Detalles de la tarea
Copia todas las entradas que siguen sin alterar ningún carácter.

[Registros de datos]
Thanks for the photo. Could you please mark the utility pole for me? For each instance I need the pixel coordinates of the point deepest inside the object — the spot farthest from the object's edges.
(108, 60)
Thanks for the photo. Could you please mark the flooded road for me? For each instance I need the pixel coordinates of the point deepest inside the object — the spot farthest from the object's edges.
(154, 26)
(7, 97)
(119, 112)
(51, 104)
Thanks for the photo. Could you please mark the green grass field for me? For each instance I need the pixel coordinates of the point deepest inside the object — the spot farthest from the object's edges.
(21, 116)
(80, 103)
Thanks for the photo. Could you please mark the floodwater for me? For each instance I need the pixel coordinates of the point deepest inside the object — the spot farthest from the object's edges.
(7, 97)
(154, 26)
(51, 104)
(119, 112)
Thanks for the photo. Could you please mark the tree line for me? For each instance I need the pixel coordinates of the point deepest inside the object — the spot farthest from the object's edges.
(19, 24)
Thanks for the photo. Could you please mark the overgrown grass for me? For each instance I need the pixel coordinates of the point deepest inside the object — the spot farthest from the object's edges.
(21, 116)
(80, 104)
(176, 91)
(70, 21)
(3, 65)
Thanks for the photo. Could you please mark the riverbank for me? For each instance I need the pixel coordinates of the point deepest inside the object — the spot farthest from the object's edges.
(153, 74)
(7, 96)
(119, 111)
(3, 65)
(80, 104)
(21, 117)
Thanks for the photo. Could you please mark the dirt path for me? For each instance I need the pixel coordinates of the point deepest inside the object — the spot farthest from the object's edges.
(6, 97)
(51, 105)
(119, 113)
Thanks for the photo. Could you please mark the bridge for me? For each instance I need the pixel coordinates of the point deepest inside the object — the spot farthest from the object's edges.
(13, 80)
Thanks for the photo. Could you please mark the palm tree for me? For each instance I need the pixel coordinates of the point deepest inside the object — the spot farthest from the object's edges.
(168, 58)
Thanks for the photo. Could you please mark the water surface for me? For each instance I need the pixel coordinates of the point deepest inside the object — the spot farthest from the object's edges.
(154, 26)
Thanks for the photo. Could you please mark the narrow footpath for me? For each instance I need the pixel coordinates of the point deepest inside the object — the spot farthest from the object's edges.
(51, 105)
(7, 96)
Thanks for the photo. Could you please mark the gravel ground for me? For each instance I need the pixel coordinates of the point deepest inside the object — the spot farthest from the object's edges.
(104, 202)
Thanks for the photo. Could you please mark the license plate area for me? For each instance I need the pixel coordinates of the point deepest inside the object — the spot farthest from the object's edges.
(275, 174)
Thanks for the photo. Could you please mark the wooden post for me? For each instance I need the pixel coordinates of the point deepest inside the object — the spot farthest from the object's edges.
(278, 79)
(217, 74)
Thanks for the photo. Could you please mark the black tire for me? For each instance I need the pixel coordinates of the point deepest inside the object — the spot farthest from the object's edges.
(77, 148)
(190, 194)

Resultado
Thanks for the photo. Could you please mark the utility pole for me? For each instance I need the pixel coordinates of the point deepest inside the object — the spot farthest from the object's edges.
(108, 60)
Thanks for the photo. Could you please mark the flooded road for me? For each instance I need the pixel coordinates of the point deepest inside the object — the spot farthest from the object's edges.
(154, 26)
(7, 97)
(119, 112)
(51, 104)
Thanks for the photo. Could you please mark the green grass field for me? For each instance I need the pixel coordinates of the point deepest inside the object — the spot farthest from the object's edges.
(21, 116)
(80, 103)
Thanks for the photo. Could you please mark the floodwater for me? For each instance I need the pixel coordinates of the point deepest inside the object — the spot farthest from the object's edges.
(7, 97)
(154, 26)
(51, 104)
(119, 112)
Thanks for the photo. Could you please mark the tree line for me? For each instance I need the pixel coordinates of the point deepest inside the object — the spot farthest from the object's edges.
(19, 24)
Thanks for the photo. Could you please mark the overgrown grass for me? For each instance I need the pixel coordinates of the point deepest inside the object — the spot farthest from the object's edges.
(21, 116)
(80, 104)
(176, 91)
(70, 21)
(3, 65)
Thanks for the photo. Could you please mark the riverbank for me? For each instance I need the pixel coordinates of the point deepest inside the object — the spot farthest from the object's edges.
(153, 74)
(7, 96)
(119, 111)
(3, 65)
(80, 104)
(21, 117)
Thanks for the photo. Could you please mark the dirt path for me? For each instance I need the pixel coordinates of the point deepest inside the object — the spot farthest from the object's edges.
(6, 97)
(51, 105)
(119, 113)
Thanks for the photo. Could you please mark the bridge for me? For each instance I need the pixel coordinates of the point deepest inside the object — the spot farthest from the object's edges.
(13, 80)
Thanks for the photo. Could you please mark the palm tree for me? For each instance I need the pixel coordinates of the point deepest inside the object — the spot farthest from the object's edges.
(168, 58)
Thanks for the photo. Could you please mark the water surface for me? For each instance I need the pixel coordinates of the point deepest inside the object — the spot farthest from the object's edges.
(154, 26)
Thanks for the photo. Could you please mark the narrow footpath for me? For each instance I need the pixel coordinates of the point deepest inside the object — the spot farthest from the object's edges.
(51, 105)
(7, 96)
Thanks for the photo. Could you please mark the gravel ground for me? For each instance I need the pixel coordinates of the point deepest inside the object — the spot farthest from the object's edges.
(104, 202)
Thanks for the photo. Could you please mark the license plate area for me? For each instance I need the pixel coordinates of the point deepest inside the object — the spot farthest from the object's edges.
(275, 174)
Thanks for the photo. Could you please mark the wooden post for me? For each instance I need the pixel coordinates of the point deepest inside the object — the spot farthest from the object's edges.
(278, 79)
(217, 74)
Thanks for the photo. Could you please mark the black tire for me? For each instance I need the pixel coordinates of the point deepest inside the object — the spot farthest from the object's edges.
(77, 148)
(190, 194)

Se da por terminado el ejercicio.